PROBLEM SET –
(a) Answer these questions about the community detection text:
(i) Which three Python libraries does the opening summary name?
(ii) In which module does NetworkX provide its built-in community detection methods?
(iii) What seed value is passed to louvain_communities?
(b) Gather every line of the records that contains the string "grandstand". Matching is case-sensitive.

Community Detection with Python — Deep Dive

Implement Louvain, Leiden, and overlapping community detection in Python with NetworkX, cdlib, and igraph — including evaluation, visualization, and scalability patterns.

Community detection with NetworkX

NetworkX provides several built-in community detection methods in networkx.algorithms.community:

import networkx as nx
from networkx.algorithms.community import (
    greedy_modularity_communities,
    louvain_communities,
    label_propagation_communities,
    girvan_newman,
)

# Generate a test graph with known community structure
G = nx.LFR_benchmark_graph(
    n=1000, tau1=3, tau2=1.5, mu=0.1,
    average_degree=10, min_community=20, seed=42,
)

# Louvain (NetworkX 3.x+)
communities_louvain = louvain_communities(G, seed=42)
print(f"Louvain: {len(communities_louvain)} communities")

SOURCE DATA –
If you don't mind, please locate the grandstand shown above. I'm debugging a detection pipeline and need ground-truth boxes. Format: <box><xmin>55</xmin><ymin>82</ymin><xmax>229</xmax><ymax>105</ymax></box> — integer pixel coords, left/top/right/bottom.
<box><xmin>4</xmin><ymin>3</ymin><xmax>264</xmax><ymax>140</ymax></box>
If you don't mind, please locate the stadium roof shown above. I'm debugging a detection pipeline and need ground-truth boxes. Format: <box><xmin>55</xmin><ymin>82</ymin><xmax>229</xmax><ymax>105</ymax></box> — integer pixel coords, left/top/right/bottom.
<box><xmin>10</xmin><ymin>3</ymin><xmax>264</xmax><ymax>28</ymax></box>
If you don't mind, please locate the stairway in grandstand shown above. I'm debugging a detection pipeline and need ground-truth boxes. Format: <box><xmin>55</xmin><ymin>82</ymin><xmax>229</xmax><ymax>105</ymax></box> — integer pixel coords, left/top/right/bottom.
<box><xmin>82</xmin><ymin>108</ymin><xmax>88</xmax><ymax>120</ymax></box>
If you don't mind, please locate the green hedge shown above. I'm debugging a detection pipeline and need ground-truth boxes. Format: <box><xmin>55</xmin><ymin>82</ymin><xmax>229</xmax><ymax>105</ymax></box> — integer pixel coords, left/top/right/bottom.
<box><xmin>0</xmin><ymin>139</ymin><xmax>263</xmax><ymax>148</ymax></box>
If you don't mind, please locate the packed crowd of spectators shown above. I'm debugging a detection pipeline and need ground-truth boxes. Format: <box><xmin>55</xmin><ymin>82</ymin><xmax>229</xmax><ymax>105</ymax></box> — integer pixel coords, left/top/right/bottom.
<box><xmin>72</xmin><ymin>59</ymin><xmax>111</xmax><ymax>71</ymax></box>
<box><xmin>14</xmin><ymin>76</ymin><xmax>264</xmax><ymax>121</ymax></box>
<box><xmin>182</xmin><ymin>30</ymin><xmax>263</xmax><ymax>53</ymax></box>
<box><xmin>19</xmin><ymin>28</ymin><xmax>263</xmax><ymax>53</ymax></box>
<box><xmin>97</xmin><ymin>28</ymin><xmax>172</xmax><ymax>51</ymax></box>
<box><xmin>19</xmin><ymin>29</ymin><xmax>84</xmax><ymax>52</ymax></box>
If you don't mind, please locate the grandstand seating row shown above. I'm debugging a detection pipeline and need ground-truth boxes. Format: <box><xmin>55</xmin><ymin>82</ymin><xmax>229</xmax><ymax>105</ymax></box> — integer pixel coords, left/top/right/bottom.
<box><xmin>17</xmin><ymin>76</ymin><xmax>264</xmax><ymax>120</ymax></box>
...
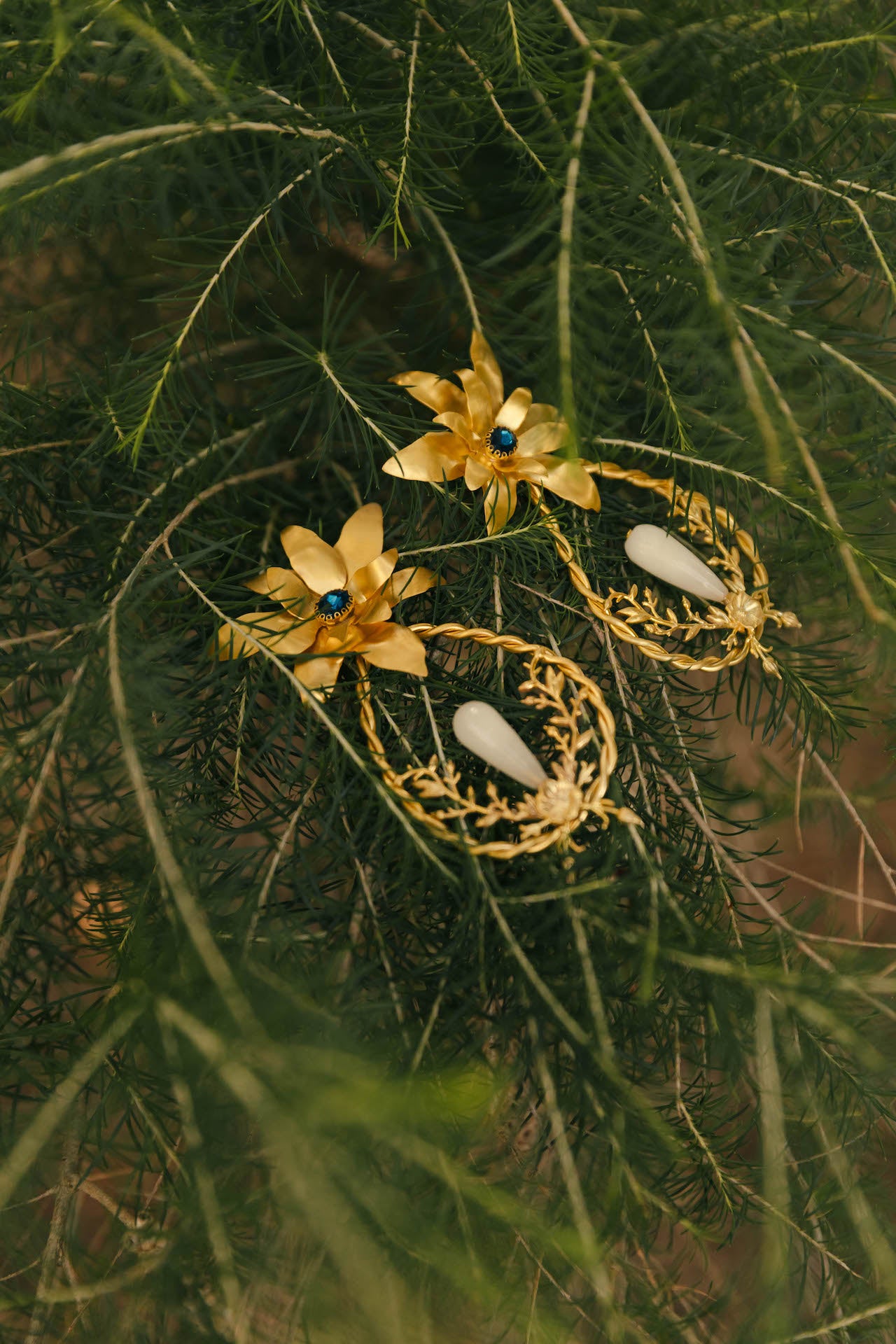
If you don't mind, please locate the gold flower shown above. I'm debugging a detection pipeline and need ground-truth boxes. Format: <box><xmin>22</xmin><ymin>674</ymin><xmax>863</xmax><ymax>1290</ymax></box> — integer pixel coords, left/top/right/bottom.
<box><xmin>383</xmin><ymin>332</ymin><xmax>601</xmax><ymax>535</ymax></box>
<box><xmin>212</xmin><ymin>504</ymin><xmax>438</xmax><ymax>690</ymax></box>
...
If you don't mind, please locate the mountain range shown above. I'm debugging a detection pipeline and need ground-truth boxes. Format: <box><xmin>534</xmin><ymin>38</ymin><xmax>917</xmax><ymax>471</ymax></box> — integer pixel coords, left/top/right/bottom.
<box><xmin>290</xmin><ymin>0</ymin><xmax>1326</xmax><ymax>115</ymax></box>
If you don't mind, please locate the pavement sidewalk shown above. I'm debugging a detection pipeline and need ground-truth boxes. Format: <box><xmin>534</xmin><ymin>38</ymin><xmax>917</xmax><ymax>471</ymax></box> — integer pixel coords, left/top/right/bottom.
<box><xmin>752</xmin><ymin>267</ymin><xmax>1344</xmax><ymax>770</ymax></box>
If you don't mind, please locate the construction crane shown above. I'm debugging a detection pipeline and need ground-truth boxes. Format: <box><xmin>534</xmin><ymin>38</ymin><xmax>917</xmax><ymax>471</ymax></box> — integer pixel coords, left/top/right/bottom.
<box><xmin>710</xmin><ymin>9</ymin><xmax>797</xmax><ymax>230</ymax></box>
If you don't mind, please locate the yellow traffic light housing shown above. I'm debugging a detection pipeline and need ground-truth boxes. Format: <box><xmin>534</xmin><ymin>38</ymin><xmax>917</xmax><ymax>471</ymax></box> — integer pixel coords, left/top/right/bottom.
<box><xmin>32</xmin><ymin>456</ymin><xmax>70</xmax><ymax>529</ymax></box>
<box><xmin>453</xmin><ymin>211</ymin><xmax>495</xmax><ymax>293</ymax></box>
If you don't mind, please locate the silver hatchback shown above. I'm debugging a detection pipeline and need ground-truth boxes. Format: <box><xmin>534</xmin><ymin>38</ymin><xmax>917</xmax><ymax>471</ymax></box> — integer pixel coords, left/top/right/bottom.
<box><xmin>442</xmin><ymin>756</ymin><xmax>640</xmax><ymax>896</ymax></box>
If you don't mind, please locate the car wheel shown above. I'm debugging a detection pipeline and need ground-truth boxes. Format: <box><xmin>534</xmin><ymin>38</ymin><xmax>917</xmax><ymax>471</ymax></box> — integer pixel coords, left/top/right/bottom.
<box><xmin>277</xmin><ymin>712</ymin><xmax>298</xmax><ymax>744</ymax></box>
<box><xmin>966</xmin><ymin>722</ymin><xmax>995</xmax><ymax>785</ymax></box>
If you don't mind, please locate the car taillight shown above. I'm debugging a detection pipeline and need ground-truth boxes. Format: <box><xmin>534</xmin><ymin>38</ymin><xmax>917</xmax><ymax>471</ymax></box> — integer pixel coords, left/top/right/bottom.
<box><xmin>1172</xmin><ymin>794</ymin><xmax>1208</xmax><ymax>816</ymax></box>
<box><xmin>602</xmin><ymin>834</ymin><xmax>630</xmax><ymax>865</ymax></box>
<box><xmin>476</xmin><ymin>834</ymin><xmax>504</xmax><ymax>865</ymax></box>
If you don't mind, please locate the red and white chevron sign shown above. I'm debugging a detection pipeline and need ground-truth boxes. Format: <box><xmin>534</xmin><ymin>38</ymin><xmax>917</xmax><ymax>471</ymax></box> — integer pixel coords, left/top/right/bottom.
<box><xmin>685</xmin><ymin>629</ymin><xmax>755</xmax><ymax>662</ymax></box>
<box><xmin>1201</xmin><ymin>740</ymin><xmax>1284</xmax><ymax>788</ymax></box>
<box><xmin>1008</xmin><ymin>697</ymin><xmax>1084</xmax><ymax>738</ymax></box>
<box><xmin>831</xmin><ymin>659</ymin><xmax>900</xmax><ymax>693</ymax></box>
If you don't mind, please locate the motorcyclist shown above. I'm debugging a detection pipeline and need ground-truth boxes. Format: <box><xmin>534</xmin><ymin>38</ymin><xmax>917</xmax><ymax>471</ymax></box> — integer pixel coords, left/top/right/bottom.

SOLUTIONS PER TASK –
(a)
(i) NetworkX, cdlib, and igraph
(ii) networkx.algorithms.community
(iii) 42

(b)
If you don't mind, please locate the grandstand shown above. I'm debugging a detection pipeline and need ground-truth boxes. Format: <box><xmin>55</xmin><ymin>82</ymin><xmax>229</xmax><ymax>105</ymax></box> — integer pixel coords, left/top/right/bottom.
If you don't mind, please locate the stairway in grandstand shown above. I'm debugging a detection pipeline and need ground-truth boxes. Format: <box><xmin>55</xmin><ymin>82</ymin><xmax>229</xmax><ymax>105</ymax></box> — integer pixel coords, left/top/right/bottom.
If you don't mind, please locate the grandstand seating row shown above. I'm debugging a detection pipeline and need ground-truth boxes. Format: <box><xmin>55</xmin><ymin>82</ymin><xmax>229</xmax><ymax>105</ymax></box> — integer pixel coords, left/top/right/bottom.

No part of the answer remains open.